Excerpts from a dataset
──────

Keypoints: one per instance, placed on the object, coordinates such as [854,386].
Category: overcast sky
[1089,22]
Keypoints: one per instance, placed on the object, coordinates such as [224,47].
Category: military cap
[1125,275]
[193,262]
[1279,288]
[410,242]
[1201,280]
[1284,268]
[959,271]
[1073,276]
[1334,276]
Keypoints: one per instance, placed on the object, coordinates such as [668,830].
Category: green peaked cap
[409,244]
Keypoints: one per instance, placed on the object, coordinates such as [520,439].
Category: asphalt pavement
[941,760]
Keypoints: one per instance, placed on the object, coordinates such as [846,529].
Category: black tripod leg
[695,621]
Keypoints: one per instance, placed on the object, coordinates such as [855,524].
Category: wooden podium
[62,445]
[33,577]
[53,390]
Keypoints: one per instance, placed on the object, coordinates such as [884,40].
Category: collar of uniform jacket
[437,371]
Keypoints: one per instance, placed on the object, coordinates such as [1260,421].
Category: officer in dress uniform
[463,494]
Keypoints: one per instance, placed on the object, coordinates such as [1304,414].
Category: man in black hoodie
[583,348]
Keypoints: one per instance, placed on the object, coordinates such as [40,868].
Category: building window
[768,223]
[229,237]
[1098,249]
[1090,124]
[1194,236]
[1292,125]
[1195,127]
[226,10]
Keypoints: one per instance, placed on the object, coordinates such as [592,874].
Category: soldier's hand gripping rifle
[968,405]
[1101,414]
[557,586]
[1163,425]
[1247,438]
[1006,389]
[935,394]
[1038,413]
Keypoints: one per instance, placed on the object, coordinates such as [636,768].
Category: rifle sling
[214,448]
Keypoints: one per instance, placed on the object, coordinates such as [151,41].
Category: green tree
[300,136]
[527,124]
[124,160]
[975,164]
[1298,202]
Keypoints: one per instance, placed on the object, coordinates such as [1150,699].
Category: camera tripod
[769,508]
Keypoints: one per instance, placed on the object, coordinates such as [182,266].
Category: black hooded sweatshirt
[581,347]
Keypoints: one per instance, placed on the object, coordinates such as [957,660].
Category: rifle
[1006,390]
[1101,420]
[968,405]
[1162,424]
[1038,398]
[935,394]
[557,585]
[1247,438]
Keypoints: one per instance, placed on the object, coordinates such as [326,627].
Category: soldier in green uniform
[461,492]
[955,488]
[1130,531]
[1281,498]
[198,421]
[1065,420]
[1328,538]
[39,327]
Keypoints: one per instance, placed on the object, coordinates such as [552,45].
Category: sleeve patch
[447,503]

──────

== EXERCISE DETAILS ==
Give the entries again in full, with nothing changed.

== RESULT FOR THIS EXERCISE ==
Keypoints: one per instance, placed on the object, coordinates such as [854,386].
Category: overcast sky
[1089,22]
Keypoints: one per instance, placed on the object, coordinates such as [224,47].
Category: military cap
[1125,275]
[193,262]
[1279,288]
[410,242]
[1201,280]
[1284,268]
[959,271]
[1073,276]
[1334,276]
Keypoints: one per instance, placed on the object, coordinates such as [668,830].
Category: green peaked cap
[409,244]
Keypoints: one per instance, placed on the object, coordinates such as [520,439].
Category: asphalt pavement
[941,760]
Keypoints: one per instance, placed on the object, coordinates such as [846,529].
Category: black tripod leg
[695,621]
Keypoints: one per instance, placed on the object, coordinates such as [855,524].
Category: wooden podium
[62,445]
[33,577]
[53,390]
Keypoints: one per instance, placed on the object, coordinates such as [884,40].
Category: collar of uniform jacket
[437,371]
Keypoints: one per instance, placed on the object, coordinates such as [1260,421].
Category: officer in dress uniform
[463,494]
Keypoints: one per instance, placed on the object, coordinates such as [1304,414].
Category: man in black hoodie
[583,348]
Keypoints: one per instance, placed on the object, coordinates such as [40,868].
Category: building window
[768,223]
[229,237]
[1098,249]
[1090,124]
[1194,236]
[1292,125]
[1195,127]
[226,10]
Keypoints: one per instance, placed on the object, coordinates such as [592,874].
Category: soldier's hand gripping rifle
[968,405]
[1101,414]
[557,586]
[1163,425]
[1247,438]
[1006,389]
[935,394]
[1038,413]
Keypoints: one per instance, placed on the object, coordinates such as [636,768].
Category: rifle sling
[214,448]
Keypoints: one per instance, placed on the object, coordinates such as [151,41].
Category: green tree
[300,136]
[527,124]
[124,160]
[975,164]
[1298,202]
Keypoints: one per instance, placed on the object, coordinates such as [1150,699].
Category: camera tripod
[769,508]
Keypoints: one per instance, placed on the object, coordinates such as [182,266].
Category: black hooded sweatshirt
[581,347]
Keypoints: one per instance, placed on the object, coordinates such as [957,660].
Category: rifle
[1006,390]
[1101,420]
[968,405]
[1162,424]
[1038,398]
[935,394]
[557,585]
[1247,438]
Keypoints: one per instance, placed on the object, coordinates such as [326,627].
Category: soldier in green uniform
[461,492]
[955,488]
[1130,531]
[1281,498]
[198,421]
[1065,420]
[1328,538]
[39,327]
Keypoints: one per instance, placed on the object, coordinates such as [552,45].
Category: sleeve patch
[447,503]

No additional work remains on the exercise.